ЗАДАНИЯ ДЛЯ РАБОТЫ:
(a) Отредактируйте отрывок из воспоминаний от «Наутро, одолжив Ульфу» до «премию 50 р.», заменив «Братск» на «Иркутск».
(b) Ответьте на вопросы по воспоминаниям:
(i) Куда автор и Ульф перелетели?
(ii) Какая птица была изображена на 2-й обложке «Юного натуралиста»?
(iii) В какую страну автора собирались оформить переводчиком?
(c) Перечислите всех людей, кроме самого автора, которых воспоминания называют по имени или фамилии.

ИСХОДНЫЙ ТЕКСТ:
● ● ● ● ●

Наутро, одолжив Ульфу сменное белье, я стал прикладывать усилия, чтобы поскорее выбраться из гостеприимного поселка строителей. На двух или трех попутках мы выехали в другой район, а уже оттуда перелетели в Братск. Вскоре в «Хорицонте» вышла серия очерков про советскую Сибирь, признанная тамошним руководством блестящей. Ульф получил повышение, и я его навестил в Берлине, когда он был уже зав. отделом. Ну, а мне дали премию 50 р.

Меня влекла молодежная печать. Очень хотелось попасть в «Вокруг света», но там все было занято, и я перебрался поближе, на соседние этажи, чтобы там подождать лакомое место – сначала в «Ровеснике», а затем и в «Юном натуралисте».

Бытность моя в «Натуралисте» совпала с массовым «уходом» старых генсеков, в связи с чем вспоминаю такой случай. В 1985 году, когда умер Черненко, в здание «Молодой гвардии», где располагались все журналы ЦК ВЛКСМ, прислали оттуда комиссию отдела пропаганды, чтобы все члены просматривали верстки изданий на предмет сомнительных аналогий в названиях, рубриках с происходящими грустными для всей страны событиями.

И надо же было такому случиться, что именно «Юный натуралист» «порадовал» их удачной находкой. Прямо на 2-й обложке красовался печальный совиный попугай какапо из Новой Зеландии, вымирающий у себя на родине, и над ним красовался заголовок «Бедный старый какапо»! Вот это находка! Слава богу, никому не досталось, все были настроены лояльно, убрали и ладно. Остается добавить, что автором этой публикации был я, и приготовлено все было задолго до печальных дат.

Надо заметить, что был еще один особый небольшой период, когда я работал в «Неделе», приложении к «Известиям», в отделе семьи и быта. Дело в том, что мои кадровики из Мингео все же уговорили меня начать оформляться переводчиком, но уже в другую страну – Бразилию. И я начал. Но все заглохло. То ли Бразилия взбрыкнула сама, то ли моя анкета оказалась слишком пестрой; глядь, а я уже в «Неделе». Но по-своему это был тоже важный и поучительный этап. Там я работал у известной в Москве журналистки Елены Романовны Мушкиной, которая вначале отнеслась ко мне благосклонно, а затем стала нещадно ревновать ко всем моим побочным делам, и ревность та доходила у нее до патологии. Но именно у нее я познакомился и с Ю. В. Никулиным, и главное, Вильямом Похлебкиным, только-только выплывающим тогда на московскую авансцену из своего Подольска.

Юрий Владимирович на выставке кошек

Кстати: Похлебкин научил, а Никулин спас

Он приходил в редакцию «Недели» на Пушкинской часто, неизменно с мятыми грязными листочками, исписанными заметками вдоль и поперек. Был неопрятен. Известинцы его не любили, даже спускали с лестницы, не буду говорить – кто; сегодня этого уважаемого человека, в прошлом кадрового разведчика, явно не поняли бы.

● ● ● ● ●

ФРАГМЕНТ ДАННЫХ:
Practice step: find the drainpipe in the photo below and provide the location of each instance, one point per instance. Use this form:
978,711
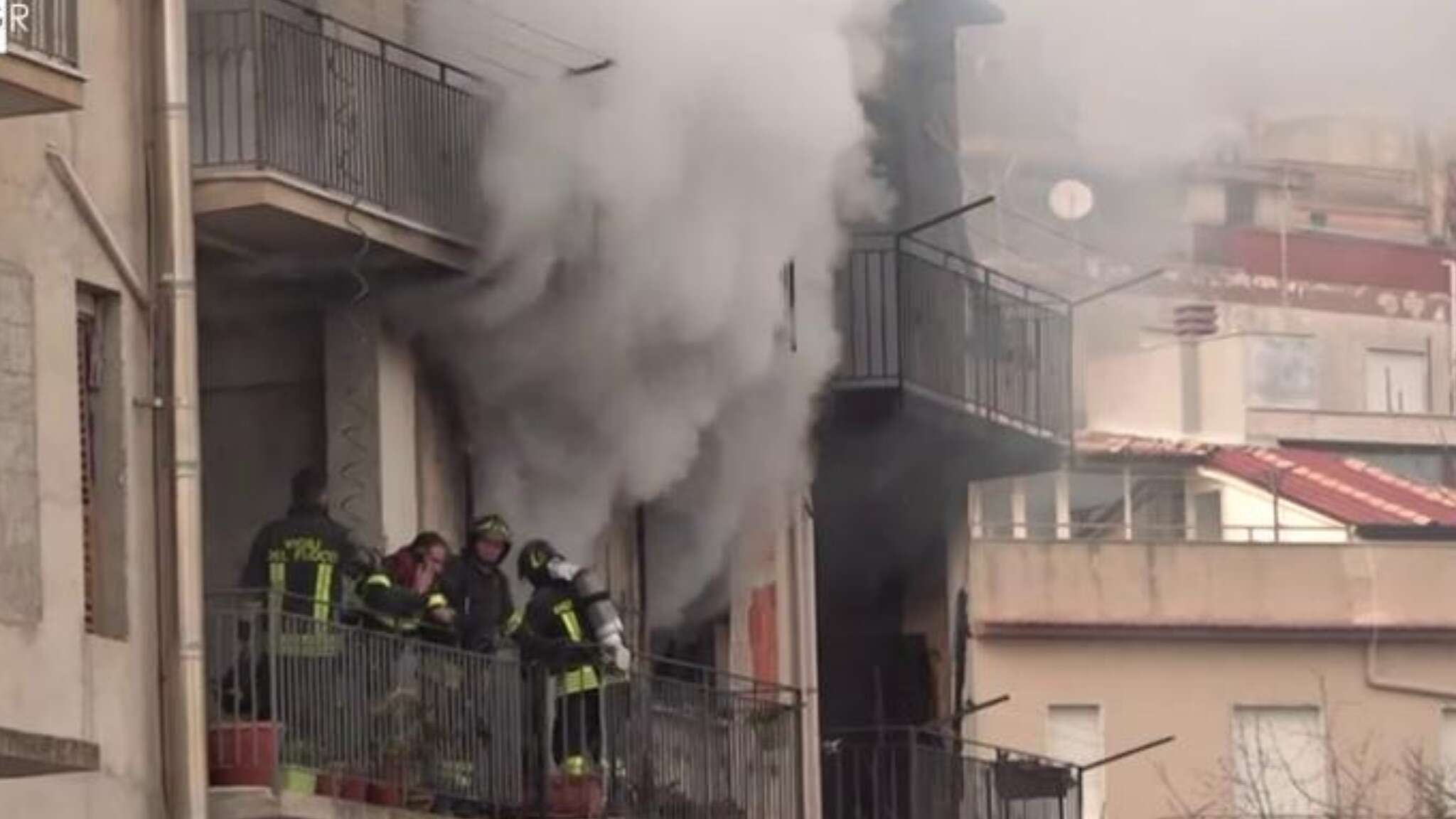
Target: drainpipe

● ● ● ● ●

ОТВЕТЫ:
(a)
Наутро, одолжив Ульфу сменное белье, я стал прикладывать усилия, чтобы поскорее выбраться из гостеприимного поселка строителей. На двух или трех попутках мы выехали в другой район, а уже оттуда перелетели в Иркутск. Вскоре в «Хорицонте» вышла серия очерков про советскую Сибирь, признанная тамошним руководством блестящей. Ульф получил повышение, и я его навестил в Берлине, когда он был уже зав. отделом. Ну, а мне дали премию 50 р.

(b)
(i) В Братск.
(ii) Совиный попугай какапо из Новой Зеландии.
(iii) В Бразилию.

(c) Ульф, Черненко, Елена Романовна Мушкина, Ю. В. Никулин, Вильям Похлебкин.